TASK STATEMENT: Extract each line of the records below and reproduce it with no changes.

DATASET EXTRACT:
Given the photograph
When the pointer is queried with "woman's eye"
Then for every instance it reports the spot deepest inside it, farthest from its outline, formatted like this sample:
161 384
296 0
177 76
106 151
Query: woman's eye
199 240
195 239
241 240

EXERCISE RESPONSE:
Given the photograph
When the pointer is queried with "woman's eye"
Then for every instance it reports the spot deepest inside it, farthest from its outline, formatted like this sample:
161 384
296 0
177 76
106 151
Query: woman's eye
199 240
195 239
241 240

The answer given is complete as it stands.